§ Source data:
^^^^^^^^

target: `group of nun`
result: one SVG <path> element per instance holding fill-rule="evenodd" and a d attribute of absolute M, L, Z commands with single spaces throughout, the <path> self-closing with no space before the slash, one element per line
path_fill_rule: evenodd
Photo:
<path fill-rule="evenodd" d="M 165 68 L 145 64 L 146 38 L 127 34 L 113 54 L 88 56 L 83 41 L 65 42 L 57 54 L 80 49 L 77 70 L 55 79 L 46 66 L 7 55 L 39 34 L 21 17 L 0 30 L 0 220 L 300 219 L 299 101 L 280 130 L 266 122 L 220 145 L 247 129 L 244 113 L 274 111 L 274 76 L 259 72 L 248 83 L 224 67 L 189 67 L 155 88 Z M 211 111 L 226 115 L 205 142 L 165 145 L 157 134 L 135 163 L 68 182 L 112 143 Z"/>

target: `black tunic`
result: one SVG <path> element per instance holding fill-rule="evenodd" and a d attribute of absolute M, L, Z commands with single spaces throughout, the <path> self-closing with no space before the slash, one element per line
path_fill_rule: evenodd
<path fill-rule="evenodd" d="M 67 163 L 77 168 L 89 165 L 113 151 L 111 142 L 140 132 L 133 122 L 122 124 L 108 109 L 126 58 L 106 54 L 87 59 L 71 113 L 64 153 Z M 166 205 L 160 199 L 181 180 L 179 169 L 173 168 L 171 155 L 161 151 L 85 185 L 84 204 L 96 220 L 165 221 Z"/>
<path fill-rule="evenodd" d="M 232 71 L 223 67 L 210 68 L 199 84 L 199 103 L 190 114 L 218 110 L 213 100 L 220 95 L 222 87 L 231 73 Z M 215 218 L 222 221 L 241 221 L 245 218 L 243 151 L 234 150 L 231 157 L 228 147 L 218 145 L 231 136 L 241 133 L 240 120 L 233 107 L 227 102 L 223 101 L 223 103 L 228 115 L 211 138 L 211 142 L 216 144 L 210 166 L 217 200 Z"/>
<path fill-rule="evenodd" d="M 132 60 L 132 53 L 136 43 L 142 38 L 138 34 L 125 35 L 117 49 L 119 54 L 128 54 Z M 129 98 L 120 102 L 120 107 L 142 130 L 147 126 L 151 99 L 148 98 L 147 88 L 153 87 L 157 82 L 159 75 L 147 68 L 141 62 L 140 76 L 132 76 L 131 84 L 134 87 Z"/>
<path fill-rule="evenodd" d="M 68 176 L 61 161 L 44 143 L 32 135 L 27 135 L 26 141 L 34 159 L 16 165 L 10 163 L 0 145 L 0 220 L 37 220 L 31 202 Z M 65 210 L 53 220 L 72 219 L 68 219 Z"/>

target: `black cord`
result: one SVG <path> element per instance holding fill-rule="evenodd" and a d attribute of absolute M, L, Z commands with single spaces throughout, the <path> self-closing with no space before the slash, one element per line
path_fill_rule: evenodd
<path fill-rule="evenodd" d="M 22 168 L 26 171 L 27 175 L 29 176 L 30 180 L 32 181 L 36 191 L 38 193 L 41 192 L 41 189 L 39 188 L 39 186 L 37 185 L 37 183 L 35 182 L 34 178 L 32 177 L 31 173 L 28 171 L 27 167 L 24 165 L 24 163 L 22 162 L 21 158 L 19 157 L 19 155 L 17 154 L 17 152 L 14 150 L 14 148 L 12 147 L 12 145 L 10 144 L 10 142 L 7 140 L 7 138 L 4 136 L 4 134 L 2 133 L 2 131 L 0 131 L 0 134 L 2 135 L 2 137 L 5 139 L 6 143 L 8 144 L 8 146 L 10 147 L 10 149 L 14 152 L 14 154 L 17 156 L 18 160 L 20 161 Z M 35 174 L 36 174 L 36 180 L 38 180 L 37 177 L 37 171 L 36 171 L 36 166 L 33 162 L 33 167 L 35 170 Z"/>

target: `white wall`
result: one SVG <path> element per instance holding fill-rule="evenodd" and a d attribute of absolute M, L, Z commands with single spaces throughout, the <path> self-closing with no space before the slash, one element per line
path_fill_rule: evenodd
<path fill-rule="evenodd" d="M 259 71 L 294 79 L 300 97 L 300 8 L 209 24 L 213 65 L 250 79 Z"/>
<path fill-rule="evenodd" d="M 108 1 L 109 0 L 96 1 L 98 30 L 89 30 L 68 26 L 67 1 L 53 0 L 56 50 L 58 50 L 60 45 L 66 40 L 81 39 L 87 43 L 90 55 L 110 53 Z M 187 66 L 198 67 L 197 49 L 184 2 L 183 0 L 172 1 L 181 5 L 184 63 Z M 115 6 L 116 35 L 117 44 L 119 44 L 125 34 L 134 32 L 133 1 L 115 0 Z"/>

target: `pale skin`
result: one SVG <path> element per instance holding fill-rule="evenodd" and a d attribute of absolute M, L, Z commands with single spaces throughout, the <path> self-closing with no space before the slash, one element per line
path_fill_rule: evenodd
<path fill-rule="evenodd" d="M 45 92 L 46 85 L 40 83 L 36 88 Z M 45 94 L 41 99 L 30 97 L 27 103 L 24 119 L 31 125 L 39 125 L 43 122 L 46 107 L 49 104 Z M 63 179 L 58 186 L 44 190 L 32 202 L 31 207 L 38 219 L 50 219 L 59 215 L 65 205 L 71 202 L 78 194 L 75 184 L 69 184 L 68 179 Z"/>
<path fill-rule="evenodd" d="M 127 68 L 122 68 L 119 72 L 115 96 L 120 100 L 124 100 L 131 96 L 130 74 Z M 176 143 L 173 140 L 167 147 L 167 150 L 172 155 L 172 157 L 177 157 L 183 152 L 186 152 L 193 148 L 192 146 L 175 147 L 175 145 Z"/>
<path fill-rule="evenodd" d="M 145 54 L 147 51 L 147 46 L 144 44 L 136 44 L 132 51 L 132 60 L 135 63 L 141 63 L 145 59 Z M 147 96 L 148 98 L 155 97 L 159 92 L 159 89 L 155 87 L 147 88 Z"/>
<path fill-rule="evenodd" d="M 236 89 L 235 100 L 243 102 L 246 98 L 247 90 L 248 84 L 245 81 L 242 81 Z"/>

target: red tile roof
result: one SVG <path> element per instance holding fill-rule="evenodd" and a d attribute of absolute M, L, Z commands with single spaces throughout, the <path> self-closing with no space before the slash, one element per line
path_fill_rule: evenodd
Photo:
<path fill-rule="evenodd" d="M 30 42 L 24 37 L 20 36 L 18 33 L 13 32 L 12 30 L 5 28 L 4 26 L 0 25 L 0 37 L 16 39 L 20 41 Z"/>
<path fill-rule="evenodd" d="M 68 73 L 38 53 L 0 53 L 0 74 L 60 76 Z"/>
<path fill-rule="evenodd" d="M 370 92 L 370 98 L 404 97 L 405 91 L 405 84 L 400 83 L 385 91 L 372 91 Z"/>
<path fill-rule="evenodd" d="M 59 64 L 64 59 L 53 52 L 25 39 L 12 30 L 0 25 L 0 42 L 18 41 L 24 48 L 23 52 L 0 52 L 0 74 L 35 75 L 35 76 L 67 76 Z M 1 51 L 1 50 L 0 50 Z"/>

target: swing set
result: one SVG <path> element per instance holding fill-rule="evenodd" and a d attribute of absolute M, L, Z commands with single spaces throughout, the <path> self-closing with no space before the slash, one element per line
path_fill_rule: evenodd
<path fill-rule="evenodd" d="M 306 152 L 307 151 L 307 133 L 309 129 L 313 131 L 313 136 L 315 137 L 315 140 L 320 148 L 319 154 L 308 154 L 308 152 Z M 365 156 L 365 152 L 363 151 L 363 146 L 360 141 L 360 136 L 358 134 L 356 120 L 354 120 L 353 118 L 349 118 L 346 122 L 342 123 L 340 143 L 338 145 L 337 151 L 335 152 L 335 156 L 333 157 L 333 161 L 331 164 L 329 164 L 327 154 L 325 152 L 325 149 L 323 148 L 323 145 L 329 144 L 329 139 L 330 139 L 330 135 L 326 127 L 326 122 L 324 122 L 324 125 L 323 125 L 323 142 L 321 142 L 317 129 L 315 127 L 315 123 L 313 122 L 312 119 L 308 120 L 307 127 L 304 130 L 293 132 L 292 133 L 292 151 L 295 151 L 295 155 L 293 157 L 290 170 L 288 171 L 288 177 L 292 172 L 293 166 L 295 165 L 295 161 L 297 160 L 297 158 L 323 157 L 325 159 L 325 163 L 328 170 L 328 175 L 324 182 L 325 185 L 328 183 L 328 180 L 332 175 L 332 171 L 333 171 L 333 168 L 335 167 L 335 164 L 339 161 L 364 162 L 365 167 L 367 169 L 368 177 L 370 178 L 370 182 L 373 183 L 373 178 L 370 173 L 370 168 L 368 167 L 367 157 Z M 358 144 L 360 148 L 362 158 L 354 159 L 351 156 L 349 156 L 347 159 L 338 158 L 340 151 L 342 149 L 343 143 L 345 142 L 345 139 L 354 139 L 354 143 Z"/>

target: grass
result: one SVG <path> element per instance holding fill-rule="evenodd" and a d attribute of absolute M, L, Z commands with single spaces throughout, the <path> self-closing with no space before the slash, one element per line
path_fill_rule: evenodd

^^^^^^^^

§ Assignment:
Go through the records above and report how many lines contain "target". Write the number only.

§ Exercise result:
8